TASK STATEMENT: How many lines in the rows below contain the word "jeans"? Give only the number.

---- RECORDS SHOWN

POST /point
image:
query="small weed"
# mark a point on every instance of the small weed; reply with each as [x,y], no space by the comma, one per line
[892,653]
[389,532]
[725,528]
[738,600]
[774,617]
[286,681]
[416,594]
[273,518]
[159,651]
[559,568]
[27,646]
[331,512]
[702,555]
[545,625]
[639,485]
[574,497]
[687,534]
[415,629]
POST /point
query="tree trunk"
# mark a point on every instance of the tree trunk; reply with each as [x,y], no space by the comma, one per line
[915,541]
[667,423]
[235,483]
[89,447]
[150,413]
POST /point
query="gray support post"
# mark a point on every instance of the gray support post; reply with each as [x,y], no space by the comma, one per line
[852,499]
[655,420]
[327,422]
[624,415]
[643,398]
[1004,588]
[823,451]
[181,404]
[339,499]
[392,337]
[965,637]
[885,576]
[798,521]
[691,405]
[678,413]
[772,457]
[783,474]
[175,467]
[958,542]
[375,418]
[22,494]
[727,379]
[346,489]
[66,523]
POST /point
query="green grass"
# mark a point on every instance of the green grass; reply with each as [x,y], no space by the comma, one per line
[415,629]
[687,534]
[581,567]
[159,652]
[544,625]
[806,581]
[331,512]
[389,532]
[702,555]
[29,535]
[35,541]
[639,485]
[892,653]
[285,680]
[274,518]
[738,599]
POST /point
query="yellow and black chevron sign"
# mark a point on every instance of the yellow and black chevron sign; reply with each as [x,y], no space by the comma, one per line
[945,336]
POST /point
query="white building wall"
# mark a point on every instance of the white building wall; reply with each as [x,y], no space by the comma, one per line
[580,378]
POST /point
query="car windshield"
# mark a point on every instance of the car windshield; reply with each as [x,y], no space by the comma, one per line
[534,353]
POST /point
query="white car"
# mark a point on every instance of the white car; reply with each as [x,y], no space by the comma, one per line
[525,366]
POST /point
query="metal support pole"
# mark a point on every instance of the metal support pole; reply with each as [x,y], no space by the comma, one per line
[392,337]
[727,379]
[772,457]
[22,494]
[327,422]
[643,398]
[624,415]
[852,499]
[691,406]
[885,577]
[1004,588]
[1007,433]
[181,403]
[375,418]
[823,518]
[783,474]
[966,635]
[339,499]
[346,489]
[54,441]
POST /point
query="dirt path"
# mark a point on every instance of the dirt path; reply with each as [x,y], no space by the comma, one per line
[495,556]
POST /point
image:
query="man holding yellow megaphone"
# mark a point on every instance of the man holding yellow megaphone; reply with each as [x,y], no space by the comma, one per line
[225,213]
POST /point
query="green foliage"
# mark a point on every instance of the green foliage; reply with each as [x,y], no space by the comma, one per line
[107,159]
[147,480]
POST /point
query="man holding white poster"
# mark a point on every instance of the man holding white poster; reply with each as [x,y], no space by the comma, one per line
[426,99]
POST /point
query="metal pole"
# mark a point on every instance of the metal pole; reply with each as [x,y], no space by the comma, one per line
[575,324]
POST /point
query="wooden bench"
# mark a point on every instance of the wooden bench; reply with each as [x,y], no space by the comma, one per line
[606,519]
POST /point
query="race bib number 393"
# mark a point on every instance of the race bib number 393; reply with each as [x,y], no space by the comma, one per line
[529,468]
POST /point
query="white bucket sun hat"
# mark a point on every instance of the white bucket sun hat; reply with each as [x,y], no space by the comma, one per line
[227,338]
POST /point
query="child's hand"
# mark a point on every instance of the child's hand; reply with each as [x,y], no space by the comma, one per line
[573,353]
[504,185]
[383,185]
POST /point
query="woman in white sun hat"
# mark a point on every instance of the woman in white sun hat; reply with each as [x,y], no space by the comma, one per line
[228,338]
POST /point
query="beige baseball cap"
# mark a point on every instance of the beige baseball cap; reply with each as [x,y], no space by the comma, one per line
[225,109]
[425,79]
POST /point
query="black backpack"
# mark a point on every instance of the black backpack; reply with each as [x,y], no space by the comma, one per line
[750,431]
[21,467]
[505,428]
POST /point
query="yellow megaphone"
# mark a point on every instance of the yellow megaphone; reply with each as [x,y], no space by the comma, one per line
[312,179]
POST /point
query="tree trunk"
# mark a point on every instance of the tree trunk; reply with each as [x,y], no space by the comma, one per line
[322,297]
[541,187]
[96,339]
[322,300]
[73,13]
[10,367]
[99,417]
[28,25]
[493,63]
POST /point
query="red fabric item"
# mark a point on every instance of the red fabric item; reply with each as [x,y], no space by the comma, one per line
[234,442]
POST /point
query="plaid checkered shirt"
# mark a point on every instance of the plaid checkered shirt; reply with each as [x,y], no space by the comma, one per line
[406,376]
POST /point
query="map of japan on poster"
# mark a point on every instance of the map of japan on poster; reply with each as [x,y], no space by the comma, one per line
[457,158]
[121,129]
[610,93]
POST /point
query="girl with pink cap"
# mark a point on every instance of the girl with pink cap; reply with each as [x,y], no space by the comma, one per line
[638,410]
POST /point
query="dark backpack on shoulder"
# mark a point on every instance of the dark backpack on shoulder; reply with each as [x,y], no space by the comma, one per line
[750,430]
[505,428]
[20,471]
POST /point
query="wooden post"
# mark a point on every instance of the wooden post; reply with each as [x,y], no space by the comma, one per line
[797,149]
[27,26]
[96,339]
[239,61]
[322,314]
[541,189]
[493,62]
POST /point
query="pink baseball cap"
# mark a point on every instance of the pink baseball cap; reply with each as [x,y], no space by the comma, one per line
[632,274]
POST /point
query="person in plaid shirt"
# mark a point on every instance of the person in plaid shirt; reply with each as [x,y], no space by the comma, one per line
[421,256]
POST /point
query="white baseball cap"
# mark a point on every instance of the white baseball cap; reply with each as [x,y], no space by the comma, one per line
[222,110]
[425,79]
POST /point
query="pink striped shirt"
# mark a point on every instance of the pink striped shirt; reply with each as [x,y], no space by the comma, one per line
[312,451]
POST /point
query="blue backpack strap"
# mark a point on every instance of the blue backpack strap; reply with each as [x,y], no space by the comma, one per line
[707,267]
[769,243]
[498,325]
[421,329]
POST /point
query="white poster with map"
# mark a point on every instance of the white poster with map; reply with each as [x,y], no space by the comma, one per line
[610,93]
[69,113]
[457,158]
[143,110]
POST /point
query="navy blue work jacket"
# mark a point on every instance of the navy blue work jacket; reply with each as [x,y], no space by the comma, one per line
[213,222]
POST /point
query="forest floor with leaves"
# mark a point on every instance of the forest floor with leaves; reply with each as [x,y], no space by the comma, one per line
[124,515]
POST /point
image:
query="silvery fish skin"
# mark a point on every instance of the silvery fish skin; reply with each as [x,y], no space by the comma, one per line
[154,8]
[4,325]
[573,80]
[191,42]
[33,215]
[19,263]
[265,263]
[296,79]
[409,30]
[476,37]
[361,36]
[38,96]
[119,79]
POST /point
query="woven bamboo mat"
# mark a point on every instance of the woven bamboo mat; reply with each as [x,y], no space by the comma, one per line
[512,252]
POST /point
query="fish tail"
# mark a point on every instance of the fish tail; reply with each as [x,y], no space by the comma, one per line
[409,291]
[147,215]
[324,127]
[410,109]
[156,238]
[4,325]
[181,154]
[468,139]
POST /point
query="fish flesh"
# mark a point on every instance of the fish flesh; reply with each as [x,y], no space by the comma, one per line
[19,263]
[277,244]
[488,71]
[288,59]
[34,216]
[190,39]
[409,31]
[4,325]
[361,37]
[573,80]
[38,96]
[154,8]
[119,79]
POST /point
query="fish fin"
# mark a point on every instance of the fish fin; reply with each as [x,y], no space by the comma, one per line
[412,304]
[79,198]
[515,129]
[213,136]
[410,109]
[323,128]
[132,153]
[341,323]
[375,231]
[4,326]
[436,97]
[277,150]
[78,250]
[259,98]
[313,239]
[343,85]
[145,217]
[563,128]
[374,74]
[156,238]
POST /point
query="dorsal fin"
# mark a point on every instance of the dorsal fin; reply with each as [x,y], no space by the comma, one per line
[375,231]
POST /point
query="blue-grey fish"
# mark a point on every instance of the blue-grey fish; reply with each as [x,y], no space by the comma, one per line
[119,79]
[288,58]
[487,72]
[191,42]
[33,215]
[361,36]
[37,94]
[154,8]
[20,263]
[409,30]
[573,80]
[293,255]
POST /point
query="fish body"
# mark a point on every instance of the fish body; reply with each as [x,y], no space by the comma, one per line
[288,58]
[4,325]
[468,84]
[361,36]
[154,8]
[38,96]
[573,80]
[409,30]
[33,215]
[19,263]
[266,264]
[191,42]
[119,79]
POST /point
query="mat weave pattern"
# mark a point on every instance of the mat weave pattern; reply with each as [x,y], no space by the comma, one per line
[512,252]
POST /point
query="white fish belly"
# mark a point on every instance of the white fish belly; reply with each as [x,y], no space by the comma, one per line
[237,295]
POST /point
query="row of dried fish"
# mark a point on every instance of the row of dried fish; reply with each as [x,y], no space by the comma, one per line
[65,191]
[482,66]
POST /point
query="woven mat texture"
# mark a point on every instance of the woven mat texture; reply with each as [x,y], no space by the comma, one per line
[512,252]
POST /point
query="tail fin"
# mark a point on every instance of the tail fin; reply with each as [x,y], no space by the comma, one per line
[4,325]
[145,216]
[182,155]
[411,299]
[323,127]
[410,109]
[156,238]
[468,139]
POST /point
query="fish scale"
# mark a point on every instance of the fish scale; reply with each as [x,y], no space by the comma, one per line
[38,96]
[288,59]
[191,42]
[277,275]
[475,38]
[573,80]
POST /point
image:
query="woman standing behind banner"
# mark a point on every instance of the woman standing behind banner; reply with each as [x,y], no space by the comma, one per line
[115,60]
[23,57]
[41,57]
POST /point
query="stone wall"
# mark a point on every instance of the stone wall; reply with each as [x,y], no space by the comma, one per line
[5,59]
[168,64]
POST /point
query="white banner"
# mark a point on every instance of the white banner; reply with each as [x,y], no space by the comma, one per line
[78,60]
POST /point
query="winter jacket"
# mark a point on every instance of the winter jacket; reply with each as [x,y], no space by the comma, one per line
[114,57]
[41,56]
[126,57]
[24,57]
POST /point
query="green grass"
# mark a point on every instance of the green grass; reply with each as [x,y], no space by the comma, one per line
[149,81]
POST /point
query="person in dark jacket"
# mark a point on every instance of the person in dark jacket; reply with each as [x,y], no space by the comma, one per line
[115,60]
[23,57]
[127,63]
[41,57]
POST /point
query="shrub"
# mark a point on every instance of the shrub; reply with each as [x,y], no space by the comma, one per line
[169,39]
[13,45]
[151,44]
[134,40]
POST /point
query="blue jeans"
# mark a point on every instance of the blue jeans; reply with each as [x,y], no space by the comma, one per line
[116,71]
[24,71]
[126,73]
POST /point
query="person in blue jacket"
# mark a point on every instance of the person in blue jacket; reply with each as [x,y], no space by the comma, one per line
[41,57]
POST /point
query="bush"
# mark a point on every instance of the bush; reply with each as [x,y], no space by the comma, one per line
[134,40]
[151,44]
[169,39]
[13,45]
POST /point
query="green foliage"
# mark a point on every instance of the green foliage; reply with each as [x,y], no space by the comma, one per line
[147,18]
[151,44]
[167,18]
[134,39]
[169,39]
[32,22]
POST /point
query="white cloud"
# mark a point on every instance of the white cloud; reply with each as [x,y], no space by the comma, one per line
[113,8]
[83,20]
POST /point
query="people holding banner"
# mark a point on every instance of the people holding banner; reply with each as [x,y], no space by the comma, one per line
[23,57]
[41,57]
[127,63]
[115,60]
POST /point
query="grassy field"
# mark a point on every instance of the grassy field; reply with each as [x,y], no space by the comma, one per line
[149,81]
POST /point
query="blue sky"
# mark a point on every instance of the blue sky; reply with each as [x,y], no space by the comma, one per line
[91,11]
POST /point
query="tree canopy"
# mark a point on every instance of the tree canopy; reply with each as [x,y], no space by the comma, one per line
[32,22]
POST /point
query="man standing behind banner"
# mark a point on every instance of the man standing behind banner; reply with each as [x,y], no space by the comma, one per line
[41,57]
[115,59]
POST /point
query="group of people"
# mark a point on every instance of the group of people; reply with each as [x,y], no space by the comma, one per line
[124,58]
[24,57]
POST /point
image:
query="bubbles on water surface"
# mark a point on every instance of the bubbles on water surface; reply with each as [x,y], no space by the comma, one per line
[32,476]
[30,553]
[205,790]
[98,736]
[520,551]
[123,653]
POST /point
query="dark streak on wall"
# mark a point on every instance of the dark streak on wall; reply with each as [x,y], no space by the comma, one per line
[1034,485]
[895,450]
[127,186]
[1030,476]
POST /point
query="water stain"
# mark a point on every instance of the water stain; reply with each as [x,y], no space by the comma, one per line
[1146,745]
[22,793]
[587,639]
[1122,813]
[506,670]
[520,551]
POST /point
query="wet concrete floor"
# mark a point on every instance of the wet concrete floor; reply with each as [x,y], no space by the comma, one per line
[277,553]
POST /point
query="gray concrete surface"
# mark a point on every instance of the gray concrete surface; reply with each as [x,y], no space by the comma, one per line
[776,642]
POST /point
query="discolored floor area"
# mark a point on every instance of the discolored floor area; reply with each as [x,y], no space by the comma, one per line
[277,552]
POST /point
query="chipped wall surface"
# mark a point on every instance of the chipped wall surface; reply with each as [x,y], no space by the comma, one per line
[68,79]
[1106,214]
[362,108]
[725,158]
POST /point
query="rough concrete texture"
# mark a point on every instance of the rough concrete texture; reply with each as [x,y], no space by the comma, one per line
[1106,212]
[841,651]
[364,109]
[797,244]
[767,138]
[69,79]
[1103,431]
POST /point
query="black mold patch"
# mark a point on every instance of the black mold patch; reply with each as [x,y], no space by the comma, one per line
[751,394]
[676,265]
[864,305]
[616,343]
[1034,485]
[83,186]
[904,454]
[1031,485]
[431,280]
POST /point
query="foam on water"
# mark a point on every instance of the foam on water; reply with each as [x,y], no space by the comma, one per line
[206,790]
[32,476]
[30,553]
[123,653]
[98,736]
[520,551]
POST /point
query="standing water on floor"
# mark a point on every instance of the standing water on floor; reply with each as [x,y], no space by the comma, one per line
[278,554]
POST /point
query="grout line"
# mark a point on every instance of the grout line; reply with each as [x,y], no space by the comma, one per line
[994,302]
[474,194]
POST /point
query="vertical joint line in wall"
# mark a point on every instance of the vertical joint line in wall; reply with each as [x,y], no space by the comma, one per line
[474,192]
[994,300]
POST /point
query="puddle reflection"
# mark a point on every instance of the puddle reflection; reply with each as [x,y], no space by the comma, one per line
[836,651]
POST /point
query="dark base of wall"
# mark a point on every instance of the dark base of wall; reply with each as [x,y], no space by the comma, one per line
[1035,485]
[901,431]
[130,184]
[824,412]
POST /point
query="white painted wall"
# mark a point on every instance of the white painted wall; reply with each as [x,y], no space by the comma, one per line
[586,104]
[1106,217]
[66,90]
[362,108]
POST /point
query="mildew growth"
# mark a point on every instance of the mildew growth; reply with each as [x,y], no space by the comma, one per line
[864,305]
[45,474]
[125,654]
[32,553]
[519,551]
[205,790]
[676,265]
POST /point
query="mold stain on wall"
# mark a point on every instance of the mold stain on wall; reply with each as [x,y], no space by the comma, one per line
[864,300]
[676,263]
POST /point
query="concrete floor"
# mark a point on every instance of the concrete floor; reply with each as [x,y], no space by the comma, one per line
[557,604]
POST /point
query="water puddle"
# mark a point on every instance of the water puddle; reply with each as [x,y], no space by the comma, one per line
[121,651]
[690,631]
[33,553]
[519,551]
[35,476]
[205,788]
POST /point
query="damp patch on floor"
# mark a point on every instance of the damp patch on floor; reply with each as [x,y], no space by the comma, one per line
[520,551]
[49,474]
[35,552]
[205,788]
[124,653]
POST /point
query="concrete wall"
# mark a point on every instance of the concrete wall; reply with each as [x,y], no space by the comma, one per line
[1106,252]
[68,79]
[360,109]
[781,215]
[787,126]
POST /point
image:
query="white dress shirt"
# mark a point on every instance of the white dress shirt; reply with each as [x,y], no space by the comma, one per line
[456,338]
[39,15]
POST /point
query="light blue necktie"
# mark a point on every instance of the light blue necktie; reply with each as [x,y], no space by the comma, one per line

--------

RESPONSE TO THIS TASK: 2